Action item.
Beginning at the line that contains "Return one point per instance of the blurred shelf", output each line exactly through the end of the records, and drop any pictures.

Dataset content.
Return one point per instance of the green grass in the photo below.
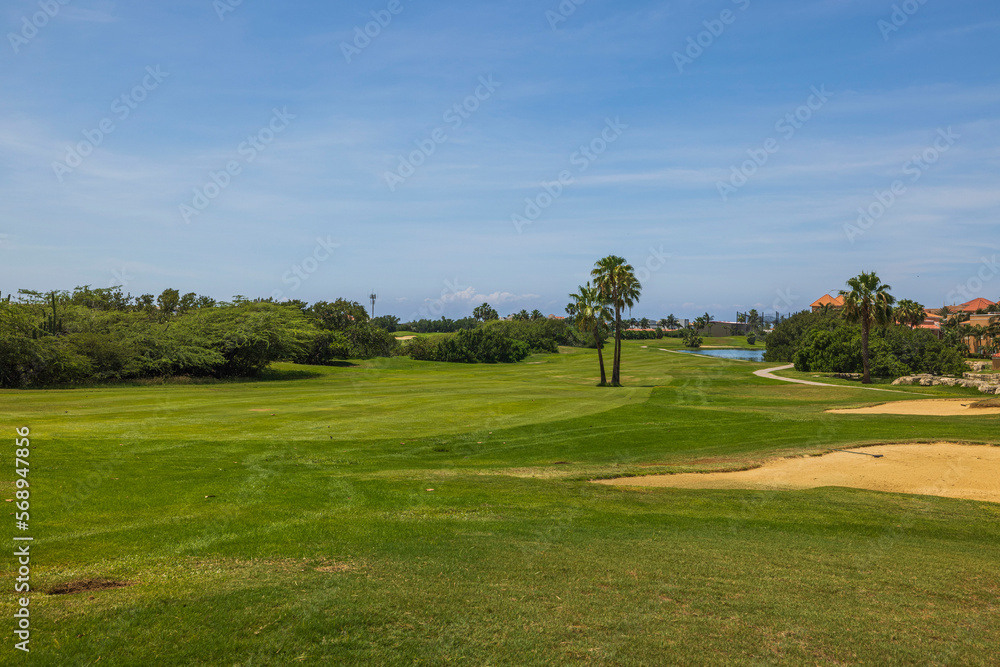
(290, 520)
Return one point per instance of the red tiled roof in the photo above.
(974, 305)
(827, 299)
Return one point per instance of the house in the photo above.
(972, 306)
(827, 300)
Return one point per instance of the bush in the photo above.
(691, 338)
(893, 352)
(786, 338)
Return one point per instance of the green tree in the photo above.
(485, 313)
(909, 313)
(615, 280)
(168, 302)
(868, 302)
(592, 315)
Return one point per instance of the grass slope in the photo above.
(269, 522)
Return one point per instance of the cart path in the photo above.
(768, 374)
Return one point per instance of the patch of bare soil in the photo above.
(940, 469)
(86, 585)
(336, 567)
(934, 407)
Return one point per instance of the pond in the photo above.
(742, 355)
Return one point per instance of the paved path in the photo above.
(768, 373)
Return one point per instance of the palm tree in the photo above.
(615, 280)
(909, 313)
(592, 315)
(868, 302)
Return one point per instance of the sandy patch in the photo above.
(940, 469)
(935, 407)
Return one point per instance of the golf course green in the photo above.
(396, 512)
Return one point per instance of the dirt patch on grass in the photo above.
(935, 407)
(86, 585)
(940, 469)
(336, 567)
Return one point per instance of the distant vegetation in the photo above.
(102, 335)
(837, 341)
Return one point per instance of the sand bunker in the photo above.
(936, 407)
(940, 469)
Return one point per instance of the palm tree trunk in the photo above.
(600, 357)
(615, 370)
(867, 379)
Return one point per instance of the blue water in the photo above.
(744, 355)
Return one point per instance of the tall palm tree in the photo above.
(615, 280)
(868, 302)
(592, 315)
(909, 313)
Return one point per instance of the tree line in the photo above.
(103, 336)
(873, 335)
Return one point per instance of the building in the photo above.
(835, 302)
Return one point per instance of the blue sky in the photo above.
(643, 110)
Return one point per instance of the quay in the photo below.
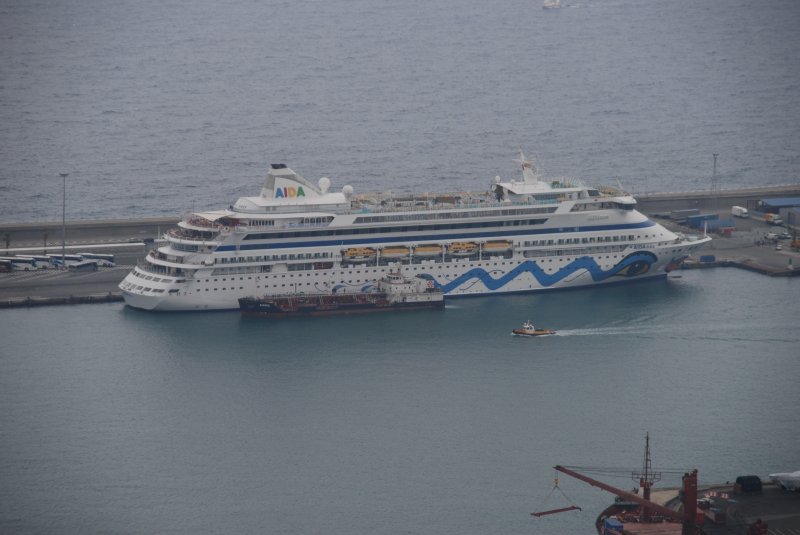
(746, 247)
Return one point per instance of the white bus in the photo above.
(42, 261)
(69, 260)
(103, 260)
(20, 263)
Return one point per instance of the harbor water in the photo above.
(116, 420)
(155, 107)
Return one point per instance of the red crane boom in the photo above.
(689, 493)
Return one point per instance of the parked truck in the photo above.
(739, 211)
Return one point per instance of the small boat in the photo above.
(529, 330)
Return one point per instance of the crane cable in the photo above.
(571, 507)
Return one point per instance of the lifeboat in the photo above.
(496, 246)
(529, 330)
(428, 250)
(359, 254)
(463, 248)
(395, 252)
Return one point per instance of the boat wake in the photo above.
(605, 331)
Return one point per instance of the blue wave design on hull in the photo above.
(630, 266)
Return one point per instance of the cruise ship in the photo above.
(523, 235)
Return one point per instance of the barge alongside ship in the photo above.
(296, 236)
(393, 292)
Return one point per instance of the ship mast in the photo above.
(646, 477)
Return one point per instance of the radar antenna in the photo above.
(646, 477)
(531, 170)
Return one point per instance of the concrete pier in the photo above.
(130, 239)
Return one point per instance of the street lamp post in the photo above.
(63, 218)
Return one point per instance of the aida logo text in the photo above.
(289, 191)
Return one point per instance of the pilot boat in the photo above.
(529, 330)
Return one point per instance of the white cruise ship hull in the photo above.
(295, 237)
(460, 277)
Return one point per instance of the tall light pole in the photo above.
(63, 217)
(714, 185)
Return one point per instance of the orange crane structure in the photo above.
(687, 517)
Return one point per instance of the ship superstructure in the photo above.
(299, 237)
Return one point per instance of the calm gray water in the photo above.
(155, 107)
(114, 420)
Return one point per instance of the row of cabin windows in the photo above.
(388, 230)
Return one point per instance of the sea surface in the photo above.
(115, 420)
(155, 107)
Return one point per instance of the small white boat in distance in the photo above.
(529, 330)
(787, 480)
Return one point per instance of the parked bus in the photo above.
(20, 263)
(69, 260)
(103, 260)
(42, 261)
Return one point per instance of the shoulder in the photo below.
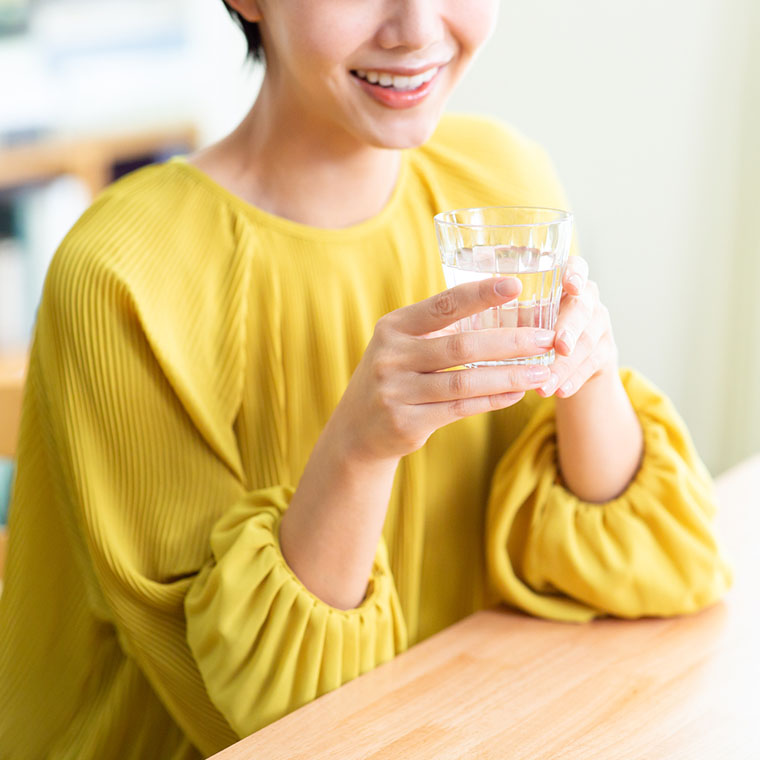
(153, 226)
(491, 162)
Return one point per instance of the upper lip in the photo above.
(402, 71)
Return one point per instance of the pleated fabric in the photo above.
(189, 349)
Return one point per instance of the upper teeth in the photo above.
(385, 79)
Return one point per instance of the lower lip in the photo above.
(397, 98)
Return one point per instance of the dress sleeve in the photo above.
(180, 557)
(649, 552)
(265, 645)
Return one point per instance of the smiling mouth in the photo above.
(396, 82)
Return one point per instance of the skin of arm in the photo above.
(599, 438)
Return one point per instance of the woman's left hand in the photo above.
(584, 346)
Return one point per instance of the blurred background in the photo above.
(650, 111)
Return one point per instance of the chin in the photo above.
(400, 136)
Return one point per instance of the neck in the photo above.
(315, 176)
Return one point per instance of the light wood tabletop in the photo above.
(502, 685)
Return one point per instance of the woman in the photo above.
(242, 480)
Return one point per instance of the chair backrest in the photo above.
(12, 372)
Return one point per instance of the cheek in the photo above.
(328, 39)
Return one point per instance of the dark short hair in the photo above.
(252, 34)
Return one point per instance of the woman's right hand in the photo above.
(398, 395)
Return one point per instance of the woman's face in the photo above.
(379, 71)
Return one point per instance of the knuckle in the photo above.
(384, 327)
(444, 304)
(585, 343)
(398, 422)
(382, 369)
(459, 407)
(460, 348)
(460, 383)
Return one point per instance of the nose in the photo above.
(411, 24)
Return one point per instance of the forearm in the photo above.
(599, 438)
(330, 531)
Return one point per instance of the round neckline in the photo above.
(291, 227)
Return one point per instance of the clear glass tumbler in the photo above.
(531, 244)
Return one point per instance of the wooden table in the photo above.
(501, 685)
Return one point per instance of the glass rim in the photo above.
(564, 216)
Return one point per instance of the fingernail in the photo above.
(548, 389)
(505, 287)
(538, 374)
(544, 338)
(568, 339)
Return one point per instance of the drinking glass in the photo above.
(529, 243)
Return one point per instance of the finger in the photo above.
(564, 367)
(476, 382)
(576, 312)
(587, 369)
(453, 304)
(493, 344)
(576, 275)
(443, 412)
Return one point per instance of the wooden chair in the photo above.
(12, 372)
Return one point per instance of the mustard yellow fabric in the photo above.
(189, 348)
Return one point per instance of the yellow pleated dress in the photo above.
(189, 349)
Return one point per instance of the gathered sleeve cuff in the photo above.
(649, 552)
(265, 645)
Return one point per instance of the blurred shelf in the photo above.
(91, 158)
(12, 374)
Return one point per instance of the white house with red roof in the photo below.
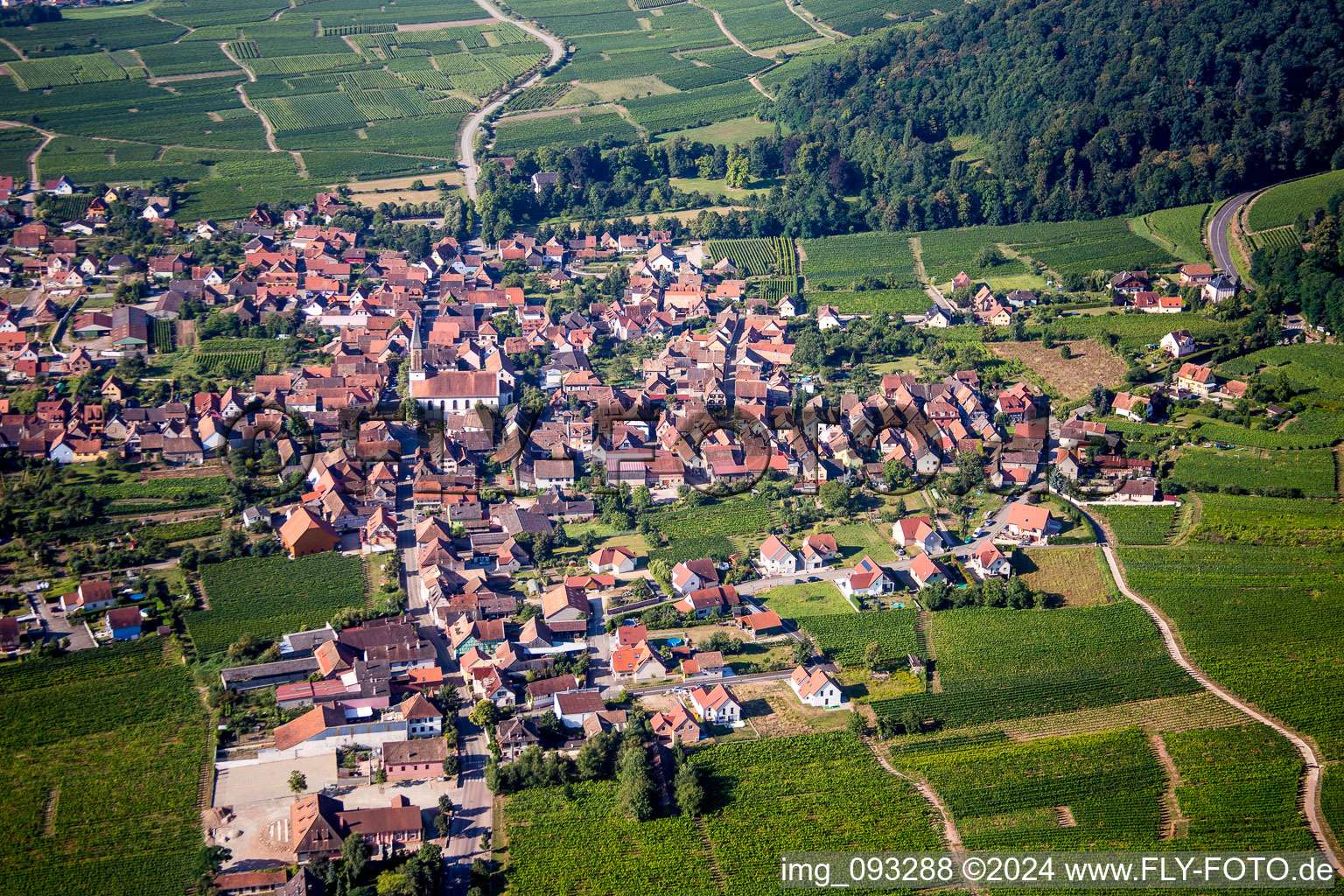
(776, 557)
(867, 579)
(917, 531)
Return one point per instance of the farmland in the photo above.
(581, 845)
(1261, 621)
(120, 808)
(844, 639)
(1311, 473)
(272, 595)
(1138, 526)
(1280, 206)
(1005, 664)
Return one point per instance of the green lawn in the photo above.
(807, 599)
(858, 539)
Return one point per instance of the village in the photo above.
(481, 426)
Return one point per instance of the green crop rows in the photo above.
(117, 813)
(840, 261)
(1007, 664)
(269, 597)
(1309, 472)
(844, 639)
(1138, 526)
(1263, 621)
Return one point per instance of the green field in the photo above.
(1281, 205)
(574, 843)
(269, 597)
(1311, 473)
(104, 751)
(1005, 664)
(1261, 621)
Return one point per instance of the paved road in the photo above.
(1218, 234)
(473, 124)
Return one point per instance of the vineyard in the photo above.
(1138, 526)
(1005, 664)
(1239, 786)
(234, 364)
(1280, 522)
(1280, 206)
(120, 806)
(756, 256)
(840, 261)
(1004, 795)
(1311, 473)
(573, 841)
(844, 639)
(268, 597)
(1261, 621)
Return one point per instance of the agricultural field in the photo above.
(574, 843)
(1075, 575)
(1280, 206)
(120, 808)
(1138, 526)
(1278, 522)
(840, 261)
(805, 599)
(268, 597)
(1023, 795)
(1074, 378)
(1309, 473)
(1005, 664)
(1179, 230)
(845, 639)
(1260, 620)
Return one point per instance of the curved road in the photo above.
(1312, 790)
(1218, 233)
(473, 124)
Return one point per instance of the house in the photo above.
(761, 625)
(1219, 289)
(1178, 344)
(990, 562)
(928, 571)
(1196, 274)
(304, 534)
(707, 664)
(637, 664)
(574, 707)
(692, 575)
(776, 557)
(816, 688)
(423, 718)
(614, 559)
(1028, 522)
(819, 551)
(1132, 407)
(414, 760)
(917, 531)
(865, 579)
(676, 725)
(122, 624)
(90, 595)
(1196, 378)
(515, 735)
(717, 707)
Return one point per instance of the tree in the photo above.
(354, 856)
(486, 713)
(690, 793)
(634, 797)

Solution for this exercise.
Return one point per instance of the blurred shelf in the photo above.
(91, 158)
(12, 374)
Return one point per instance of the white house with red roof in the photo below.
(776, 557)
(867, 579)
(917, 531)
Return one point per instance of the farmland in the photo above.
(581, 845)
(1261, 621)
(120, 808)
(844, 639)
(1311, 473)
(272, 595)
(1138, 526)
(1280, 206)
(1005, 664)
Return one point per instance of the green lawn in the photo above.
(807, 599)
(858, 539)
Return one point per instance of the village in the photo above.
(481, 426)
Return one point per instance of the green crop rows in the photo above.
(117, 813)
(840, 261)
(1007, 664)
(269, 597)
(1309, 472)
(844, 639)
(1138, 526)
(1263, 621)
Return one point per instance of the green field in the photo above.
(1281, 205)
(574, 843)
(269, 597)
(1311, 473)
(104, 751)
(1005, 664)
(1261, 621)
Return one point per instance of the paved road in the photo above.
(1218, 234)
(473, 124)
Return one point per instance of the vineyard in the photo above.
(1138, 526)
(1005, 664)
(1239, 786)
(234, 364)
(1280, 522)
(1280, 206)
(120, 806)
(756, 256)
(840, 261)
(1004, 795)
(1311, 473)
(573, 841)
(844, 639)
(268, 597)
(1261, 621)
Return one point per instance of the agricultural field in the photo above.
(574, 843)
(1075, 575)
(1280, 206)
(120, 808)
(1138, 526)
(1278, 522)
(840, 261)
(805, 599)
(268, 597)
(1023, 795)
(1074, 378)
(1309, 473)
(1005, 664)
(1179, 230)
(845, 639)
(1260, 620)
Return one point per instance of the curved road in the photo above.
(1312, 790)
(1218, 233)
(473, 124)
Return one point per instance of the house in the photo above.
(761, 625)
(1219, 289)
(1178, 344)
(990, 562)
(928, 571)
(1196, 274)
(304, 534)
(707, 664)
(637, 664)
(574, 707)
(692, 575)
(776, 557)
(816, 688)
(423, 718)
(614, 559)
(1028, 522)
(819, 551)
(1132, 407)
(414, 760)
(917, 531)
(865, 579)
(676, 725)
(122, 624)
(90, 595)
(1196, 378)
(515, 735)
(717, 707)
Return one point per instance of the tree in the photo above.
(354, 856)
(486, 713)
(690, 793)
(634, 797)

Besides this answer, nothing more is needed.